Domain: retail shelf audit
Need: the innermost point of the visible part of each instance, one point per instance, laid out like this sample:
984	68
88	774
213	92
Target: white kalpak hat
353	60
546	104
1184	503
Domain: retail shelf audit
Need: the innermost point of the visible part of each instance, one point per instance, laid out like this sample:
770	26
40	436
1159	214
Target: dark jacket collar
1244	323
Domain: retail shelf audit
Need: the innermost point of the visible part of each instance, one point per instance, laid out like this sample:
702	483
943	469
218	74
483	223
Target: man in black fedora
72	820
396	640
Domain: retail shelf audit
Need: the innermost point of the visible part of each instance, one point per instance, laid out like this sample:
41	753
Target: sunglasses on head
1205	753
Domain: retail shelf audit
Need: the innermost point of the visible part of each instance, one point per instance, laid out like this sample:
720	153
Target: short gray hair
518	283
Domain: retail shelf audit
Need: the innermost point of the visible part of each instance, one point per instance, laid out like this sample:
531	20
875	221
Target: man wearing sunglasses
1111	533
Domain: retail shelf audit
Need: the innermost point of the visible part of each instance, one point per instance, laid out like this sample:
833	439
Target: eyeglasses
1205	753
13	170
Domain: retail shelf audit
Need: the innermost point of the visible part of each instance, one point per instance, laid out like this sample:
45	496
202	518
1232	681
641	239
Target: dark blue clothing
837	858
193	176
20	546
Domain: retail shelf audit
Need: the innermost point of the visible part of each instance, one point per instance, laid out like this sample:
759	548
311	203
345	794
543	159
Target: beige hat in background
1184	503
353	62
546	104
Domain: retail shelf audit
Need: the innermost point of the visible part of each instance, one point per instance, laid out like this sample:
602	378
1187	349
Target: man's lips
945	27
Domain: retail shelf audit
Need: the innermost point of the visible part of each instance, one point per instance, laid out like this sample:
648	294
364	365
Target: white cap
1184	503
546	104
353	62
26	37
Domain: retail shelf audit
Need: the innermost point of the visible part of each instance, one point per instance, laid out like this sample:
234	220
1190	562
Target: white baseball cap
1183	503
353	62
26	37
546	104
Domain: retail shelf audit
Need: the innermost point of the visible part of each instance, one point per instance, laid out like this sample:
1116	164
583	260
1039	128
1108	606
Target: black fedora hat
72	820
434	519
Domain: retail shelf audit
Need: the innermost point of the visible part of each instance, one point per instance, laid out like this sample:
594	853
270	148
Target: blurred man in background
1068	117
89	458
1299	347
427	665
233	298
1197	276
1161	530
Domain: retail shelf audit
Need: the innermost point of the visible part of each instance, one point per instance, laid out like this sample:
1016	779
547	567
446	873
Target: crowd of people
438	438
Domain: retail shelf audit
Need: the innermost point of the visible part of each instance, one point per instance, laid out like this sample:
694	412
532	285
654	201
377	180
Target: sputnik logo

* PROMPT *
Your job is to retype all of the material exactly.

* PROBLEM SOLUTION *
Domain: retail shelf audit
Need: the innermost point of the visible part of each instance, one point per instance, laid out like this sample:
984	68
88	774
213	92
Target: white kalpak hat
353	60
546	104
1184	503
Domain: retail shelf audit
Need: the innermost point of the visible part of each instance, one point per instance, laid out like this sample:
770	26
40	436
1159	214
Target: dark jacket collar
1244	323
Domain: retail shelf audit
Need: the innermost point of the visible part of each instance, one point per instance, laid out like this sample:
702	483
943	469
218	74
483	223
Target: man in black fedora
72	820
396	640
Domain: retail shelf audit
Need: the innermost point of the visible part of each instance, one point per instance, laid out like this sample:
41	753
Target: sunglasses on head
1205	753
Domain: retail shelf audit
Need: the innermost point of the visible part of each instance, one point per instance, laid out like this sample:
720	153
Target: short gray hair
518	283
Domain: retail shelf audit
Need: the innermost point of the visible part of each instance, one point per instance, laid out like this sample:
531	20
875	221
Target: man wearing sunglasses
1111	533
Domain: retail shelf audit
Need: the innermost point of the visible part of each instance, one point per instance, laid out like this sample:
833	439
Target: eyeglasses
1205	753
13	170
Domain: retail shelf audit
Need: the innermost point of the visible part of each instance, one point per instance, laid out like this sample:
45	496
202	518
1232	681
641	239
Target: dark blue clothing
837	858
193	176
20	546
Domain: retail shelf audit
Need: the innermost point of the visible part of each instance, one point per instance, laid out like this sample:
759	548
311	203
345	794
543	159
Target: beige hat in background
1184	503
353	62
546	104
Domain: retail shelf audit
Need: the innermost point of the visible part of each instance, one point per instance, laid out like this sample:
602	378
1187	349
Target: man's lips
945	27
Domain: retail shelf audit
Need: the innermost point of the visible part of each instance, one point per instance, laid out like this sample:
648	294
364	365
Target: white cap
1184	503
546	104
353	62
26	37
Domain: retail shelf audit
Need: the innermost point of the visible part of each instance, one point per instance, laid out like this sample:
234	220
1190	562
Target: white baseball cap
1183	503
353	62
26	37
546	104
Domain: retail shelf audit
Need: the innermost point of the visible part of each instance, one point per instance, laid out like this sample:
1116	164
583	260
1039	128
1108	606
Target: black fedora hat
72	820
434	519
Domain: retail shelf audit
Need: the innermost point of the visible part of each instance, one point per instance, laid out like this sample:
594	853
270	148
Target: blurred man in background
1068	117
89	458
1299	347
427	665
233	298
1197	276
1161	530
Domain: retail shelf audit
Need: the innermost point of the visible part of each instance, one point per instance, laid out like this sample:
1016	779
547	567
446	873
Target: crowd of people
438	438
Domain: retail shelf audit
Need: the innermost point of the visible part of each instance, one point per instance, laid out like this sample:
694	412
532	285
654	201
377	180
Target: sputnik logo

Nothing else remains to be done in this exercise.